■ DATA LISTING ■
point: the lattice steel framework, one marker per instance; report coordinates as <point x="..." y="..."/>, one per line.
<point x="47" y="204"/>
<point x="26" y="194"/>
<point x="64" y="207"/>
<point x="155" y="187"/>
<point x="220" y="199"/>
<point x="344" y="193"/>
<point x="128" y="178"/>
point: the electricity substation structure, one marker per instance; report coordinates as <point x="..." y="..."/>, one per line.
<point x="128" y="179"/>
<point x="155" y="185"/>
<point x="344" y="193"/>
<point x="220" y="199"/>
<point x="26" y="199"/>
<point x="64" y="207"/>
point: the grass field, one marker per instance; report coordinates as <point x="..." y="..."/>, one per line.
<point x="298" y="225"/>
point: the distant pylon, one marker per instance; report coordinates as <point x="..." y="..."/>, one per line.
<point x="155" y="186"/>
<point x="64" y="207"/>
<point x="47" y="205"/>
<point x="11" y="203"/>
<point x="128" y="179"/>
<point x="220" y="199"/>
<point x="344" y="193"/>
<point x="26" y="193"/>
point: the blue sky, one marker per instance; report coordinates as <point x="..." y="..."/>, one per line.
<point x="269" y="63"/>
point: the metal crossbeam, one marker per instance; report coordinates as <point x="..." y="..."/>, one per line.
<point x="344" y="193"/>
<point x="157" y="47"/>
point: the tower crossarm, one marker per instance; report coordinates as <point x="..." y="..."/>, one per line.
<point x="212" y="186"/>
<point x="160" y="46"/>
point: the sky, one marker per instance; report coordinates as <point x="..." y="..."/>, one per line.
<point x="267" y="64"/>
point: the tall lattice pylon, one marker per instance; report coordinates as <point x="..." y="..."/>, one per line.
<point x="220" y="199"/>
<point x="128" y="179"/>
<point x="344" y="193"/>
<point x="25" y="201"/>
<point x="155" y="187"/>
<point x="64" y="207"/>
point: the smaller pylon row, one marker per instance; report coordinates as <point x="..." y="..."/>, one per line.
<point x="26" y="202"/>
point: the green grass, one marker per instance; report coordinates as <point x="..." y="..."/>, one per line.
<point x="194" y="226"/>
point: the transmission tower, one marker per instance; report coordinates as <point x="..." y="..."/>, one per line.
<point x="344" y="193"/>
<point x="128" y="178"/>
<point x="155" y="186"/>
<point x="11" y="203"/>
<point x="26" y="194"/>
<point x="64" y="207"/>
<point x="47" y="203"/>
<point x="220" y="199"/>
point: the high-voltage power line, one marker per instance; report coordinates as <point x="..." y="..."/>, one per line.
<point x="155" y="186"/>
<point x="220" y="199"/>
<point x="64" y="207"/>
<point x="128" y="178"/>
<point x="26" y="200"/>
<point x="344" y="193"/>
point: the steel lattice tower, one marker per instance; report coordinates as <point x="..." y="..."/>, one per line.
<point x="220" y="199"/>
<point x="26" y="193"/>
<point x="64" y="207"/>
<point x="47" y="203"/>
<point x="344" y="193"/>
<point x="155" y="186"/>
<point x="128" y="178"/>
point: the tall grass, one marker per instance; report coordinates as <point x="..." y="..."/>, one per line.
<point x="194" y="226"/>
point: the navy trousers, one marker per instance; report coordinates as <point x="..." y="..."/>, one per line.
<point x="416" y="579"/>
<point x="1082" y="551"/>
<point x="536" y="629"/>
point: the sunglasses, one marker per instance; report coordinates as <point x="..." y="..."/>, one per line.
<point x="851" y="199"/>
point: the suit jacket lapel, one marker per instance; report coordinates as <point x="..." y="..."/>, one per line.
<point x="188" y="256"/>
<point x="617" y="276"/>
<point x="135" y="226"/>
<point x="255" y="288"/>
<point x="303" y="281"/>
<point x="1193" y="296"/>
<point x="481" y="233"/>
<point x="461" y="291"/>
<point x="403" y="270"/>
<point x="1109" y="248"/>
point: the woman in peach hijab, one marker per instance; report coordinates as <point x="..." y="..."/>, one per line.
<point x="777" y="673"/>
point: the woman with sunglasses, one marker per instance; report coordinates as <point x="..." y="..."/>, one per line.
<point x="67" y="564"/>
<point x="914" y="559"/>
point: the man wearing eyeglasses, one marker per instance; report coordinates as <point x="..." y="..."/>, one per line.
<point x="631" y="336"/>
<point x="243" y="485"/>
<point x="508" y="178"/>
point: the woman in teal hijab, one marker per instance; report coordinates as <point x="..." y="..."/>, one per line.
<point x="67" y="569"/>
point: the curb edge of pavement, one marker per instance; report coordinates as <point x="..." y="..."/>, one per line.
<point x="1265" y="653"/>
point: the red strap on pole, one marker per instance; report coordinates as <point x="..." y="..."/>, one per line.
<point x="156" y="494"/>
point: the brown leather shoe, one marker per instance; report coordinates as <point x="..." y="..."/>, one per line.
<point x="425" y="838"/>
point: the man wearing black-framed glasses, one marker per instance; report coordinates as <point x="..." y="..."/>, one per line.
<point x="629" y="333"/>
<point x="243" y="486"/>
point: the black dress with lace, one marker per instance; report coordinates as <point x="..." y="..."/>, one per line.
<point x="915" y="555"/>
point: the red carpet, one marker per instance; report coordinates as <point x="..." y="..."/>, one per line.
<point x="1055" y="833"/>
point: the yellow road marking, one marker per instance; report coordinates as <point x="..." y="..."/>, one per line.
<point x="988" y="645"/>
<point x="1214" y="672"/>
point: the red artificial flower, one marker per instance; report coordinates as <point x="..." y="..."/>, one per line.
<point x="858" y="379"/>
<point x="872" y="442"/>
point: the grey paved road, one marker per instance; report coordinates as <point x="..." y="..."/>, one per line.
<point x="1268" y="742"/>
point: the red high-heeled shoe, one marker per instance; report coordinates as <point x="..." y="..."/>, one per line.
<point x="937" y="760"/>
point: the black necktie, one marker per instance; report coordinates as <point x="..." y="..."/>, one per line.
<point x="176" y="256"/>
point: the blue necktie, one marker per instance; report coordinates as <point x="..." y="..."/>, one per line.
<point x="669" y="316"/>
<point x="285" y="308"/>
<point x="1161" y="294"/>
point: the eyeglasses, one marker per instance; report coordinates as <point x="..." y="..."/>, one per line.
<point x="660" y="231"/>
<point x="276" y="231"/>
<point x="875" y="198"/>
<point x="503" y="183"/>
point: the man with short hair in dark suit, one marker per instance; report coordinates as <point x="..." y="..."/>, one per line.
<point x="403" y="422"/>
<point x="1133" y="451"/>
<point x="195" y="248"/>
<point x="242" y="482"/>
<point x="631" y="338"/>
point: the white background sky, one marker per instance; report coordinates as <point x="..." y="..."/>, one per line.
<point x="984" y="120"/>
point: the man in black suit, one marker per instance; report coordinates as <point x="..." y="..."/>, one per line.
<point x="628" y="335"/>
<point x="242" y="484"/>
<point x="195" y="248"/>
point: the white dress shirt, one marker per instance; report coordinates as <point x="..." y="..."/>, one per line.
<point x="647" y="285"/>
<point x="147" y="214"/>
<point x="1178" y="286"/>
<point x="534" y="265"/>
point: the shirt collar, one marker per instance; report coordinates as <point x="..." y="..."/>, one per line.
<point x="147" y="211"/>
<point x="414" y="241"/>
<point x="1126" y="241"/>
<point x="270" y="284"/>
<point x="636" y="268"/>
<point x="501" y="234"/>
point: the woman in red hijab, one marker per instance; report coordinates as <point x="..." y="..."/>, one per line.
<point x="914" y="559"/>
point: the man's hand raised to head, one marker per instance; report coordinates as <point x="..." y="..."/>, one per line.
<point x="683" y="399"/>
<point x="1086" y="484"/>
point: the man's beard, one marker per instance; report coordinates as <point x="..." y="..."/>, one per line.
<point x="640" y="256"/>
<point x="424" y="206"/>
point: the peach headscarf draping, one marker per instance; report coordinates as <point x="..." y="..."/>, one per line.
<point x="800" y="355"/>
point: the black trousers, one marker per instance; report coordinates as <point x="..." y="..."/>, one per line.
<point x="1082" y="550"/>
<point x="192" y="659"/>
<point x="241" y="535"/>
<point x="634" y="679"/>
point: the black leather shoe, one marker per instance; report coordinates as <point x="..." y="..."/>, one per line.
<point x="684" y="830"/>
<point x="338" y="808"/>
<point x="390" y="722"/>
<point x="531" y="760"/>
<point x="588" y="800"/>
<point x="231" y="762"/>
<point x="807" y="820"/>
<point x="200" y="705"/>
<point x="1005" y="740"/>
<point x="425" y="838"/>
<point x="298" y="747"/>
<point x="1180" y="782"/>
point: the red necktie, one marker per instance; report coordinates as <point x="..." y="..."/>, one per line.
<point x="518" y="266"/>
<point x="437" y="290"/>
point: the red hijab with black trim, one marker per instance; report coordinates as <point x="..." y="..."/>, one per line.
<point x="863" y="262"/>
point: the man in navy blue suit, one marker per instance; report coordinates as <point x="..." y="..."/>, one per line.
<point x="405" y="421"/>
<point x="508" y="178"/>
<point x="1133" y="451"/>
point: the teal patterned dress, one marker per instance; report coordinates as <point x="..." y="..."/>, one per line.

■ ASSIGNMENT ■
Copy exactly the lines from the one with "point: the red hijab" down to the last line of the records above, and leave out everything else.

■ ANSWER AREA ■
point: the red hijab with black trim, one marker per instance; report coordinates as <point x="..." y="..."/>, one per line.
<point x="863" y="262"/>
point: the man in navy blue suit, one marker per instance; report coordinates as <point x="..." y="..."/>, one per line.
<point x="405" y="421"/>
<point x="508" y="178"/>
<point x="1133" y="451"/>
point: the teal patterned dress, one marker per instance; report coordinates as <point x="..." y="..."/>, one per line.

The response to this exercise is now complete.